Segment Start: Given text

The type of randomization is another source of variability in labeling of randomize-all trials. In cases where a simple 1:1 randomization procedure is applied to all patients, trials are labeled as “simple randomization” (28). However, in cases where the biomarker under evaluation is binary or categorical with few categories, randomization can be done separately for each biomarker category through stratified randomization. Labels such as “biomarker-stratified” (29, 30), “stratified randomized” (31), “non-targeted RCT (stratified by marker)” (32), “stratified analysis” (25), “stratification” (33, 34), and “separate randomization” (35) all refer to this type of randomization. A special case of stratified randomization is when randomization is conducted by means of a Bayesian response-adaptive procedure, rather than a standard equal randomization procedure. The “Bayesian adaptive randomization design” by Zhou and colleagues is an example (36). It has also been called “outcome-based adaptive randomization” (5, 37).
The next source of variability in labeling the trials in the randomize-all category is the trial's statistical analysis plan. In many cases, authors have coined a design label for referring to a randomize-all design when analyzed on the basis of their novel analysis plan. Examples of such labels are “biomarker analysis” (38), “sequential testing” (39), “prospective subset” (2), “adaptive threshold” (40), “adaptive biomarker” (33), “adaptive signature” (41), “cross-validated adaptive signature” (42), and “generalized adaptive signature” (33). All these designs have a randomize-all patient flow structure, but they differ in their analysis plan.
The Sequential Tarceva in unresectable non–small cell lung cancer (NSCLC) trial (SATURN; ref. 43) has been labeled as “prospective-subset design” (2). In the SATURN trial, all eligible patients were randomly allocated to erlotinib or placebo plus standard supportive care. The trial had two primary objectives: evaluating the effectiveness of erlotinib separately in all patients and in patients with EGF receptor (EGFR) immunohistochemistry-positive tumors. To address the multiple comparisons issue, authors used an α splitting technique; the α level of 5% was split between the two primary objectives: 3% for all patients and 2% for patients with EGFR immunohistochemistry-positive tumors.
There are five “adaptive” designs in this category, which are labeled after adaptive elements in their analysis plan. Each of these adaptive plans evaluates the efficacy of experimental treatment in all patients and, if not significant, tries to define a biomarker-defined subset that is responsive to the experimental treatment. In settings where a single continuous candidate biomarker is available but its positivity threshold is not predefined, adaptive threshold plans try to find such a threshold (40). Adaptive biomarker designs have been proposed to evaluate multiple binary biomarkers defined in advance (33). Adaptive signature (41) and cross-validated adaptive signature (42) designs develop a predictive combination of biomarkers in a training set of the trial and consequently evaluate it in a test set. The proposed “generalized adaptive signature design” uses a training set of the trial to select among several candidate biomarkers and optimize cutoff points, and thereafter evaluates the selected biomarkers in a test set (33).

Segment End: Given text

▶ _Questions on the material_:
a: In the text on labels for randomize-all trial designs, how was the 5% α level split between the two primary objectives of the SATURN trial?
b: Carry on the text about labels for randomize-all trial designs, picking up after its last sentence.

Segment Start: Provided material

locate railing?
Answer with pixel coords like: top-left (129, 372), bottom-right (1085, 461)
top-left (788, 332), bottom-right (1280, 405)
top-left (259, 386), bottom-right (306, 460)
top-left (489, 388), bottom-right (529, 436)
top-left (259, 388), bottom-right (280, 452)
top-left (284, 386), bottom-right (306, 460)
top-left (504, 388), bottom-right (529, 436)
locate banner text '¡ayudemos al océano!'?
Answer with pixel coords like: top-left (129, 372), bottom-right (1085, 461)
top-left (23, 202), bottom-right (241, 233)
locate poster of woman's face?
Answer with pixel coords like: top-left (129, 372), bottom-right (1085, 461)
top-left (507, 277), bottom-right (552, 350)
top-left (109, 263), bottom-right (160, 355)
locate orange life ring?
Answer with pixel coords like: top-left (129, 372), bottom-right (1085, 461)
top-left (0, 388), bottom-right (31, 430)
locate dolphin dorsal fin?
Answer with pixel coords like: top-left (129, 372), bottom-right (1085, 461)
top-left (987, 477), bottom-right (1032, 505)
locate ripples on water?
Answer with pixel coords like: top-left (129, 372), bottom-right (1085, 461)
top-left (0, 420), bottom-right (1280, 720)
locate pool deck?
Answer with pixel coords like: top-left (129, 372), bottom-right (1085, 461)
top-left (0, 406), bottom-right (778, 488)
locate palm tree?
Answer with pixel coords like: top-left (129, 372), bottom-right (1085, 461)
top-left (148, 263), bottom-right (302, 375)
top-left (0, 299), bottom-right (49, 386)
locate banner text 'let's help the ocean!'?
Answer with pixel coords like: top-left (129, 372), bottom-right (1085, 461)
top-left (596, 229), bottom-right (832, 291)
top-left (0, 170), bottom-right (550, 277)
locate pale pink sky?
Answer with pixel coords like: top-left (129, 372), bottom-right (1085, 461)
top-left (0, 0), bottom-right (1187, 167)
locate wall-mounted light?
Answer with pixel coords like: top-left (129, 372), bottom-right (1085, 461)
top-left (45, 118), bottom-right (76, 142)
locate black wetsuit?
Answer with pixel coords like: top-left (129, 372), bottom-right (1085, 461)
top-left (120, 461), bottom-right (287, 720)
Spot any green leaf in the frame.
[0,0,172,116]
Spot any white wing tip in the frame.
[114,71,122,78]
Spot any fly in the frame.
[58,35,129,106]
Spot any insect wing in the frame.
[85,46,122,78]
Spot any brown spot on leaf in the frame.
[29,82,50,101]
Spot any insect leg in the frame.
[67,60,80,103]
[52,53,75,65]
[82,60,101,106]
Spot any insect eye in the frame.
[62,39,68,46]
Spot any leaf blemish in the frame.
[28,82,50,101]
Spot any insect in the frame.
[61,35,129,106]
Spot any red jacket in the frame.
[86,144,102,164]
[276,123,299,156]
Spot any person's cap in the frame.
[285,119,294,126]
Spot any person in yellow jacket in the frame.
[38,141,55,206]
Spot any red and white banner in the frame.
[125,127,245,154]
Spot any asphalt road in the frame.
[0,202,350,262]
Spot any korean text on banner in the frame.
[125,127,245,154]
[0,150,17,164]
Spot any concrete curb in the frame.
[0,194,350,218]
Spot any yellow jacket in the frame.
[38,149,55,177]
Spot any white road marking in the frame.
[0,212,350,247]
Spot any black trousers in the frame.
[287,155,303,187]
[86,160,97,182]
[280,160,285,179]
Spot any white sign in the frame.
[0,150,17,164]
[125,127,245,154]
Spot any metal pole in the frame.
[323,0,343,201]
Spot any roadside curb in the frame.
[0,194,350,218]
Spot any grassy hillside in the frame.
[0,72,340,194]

Segment End: Provided material

▶ _Answer list_:
a: It was split 3% for all patients and 2% for patients with EGFR immunohistochemistry-positive tumors.

b:
The distinguishing feature of designs in the biomarker-strategy category is the inclusion of a new management strategy. This strategy is not the standard or experimental treatment, but a prespecified maker-based treatment strategy. For example, biomarker-positive patients would receive experimental therapy, whereas all biomarker-negative patients get standard of care. Eligible patients are randomized to this biomarker-based treatment strategy or to control treatment. In our review, we could identify three subtypes of this category.
Biomarker-strategy, with biomarker assessment in the control arm.
Biomarker status is assessed in all patients enrolled in the trial, who are then randomly allocated to either the biomarker-strategy arm or to standard treatment (ref. 1; Fig. 2D). Some other labels for this design type were biomarker-strategy (15, 38, 44), “marker-based strategy I” (45), “customized strategy” (12), “direct predictive biomarker-based” (46), and “biomarker-guided” (47). There were also other labels in use, such as “random disclosure” (48), “classifier randomization” (49), or “parallel controlled phrmacogenetic study” (50).
Biomarker-strategy, without biomarker measurement in the control arm.
In settings where it is not feasible or ethical to evaluate the biomarker in all patients, biomarker status is only acquired in patients allocated to the biomarker-strategy arm (Fig. 2E). This design is also labeled as “biomarker-strategy with standard control” (2), “direct predictive biomarker-based” (46), “RCT of testing” (48), “test-treatment” (51), or “parallel controlled pharmacogenetic diagnostic study” (50).
Biomarker-strategy, with treatment randomization in the control arm.
Sargent and Allegra (52) have proposed a modification of the biomarker-strategy design, wherein a second randomization between experimental versus control therapy replaces the control arm (Fig. 2F). They called it “modified marker-based strategy” design (53). Some other authors referred to the design as “marker-based strategy design II” (45), “augmented strategy” (13), or simply “marker-strategy” (28).
Combination of patient flows.
A final, fifth category consists of trial designs in which two or more of the aforementioned basic patient flow structures are combined to form a new design. Combination of designs is usually required when the trial aims at evaluating multiple hypotheses, multiple biomarkers, multiple treatments, or when the trial has several stages. Freidlin and colleagues have similarly proposed a category called “combination of biomarker trial designs” in a comparable review of study designs (1).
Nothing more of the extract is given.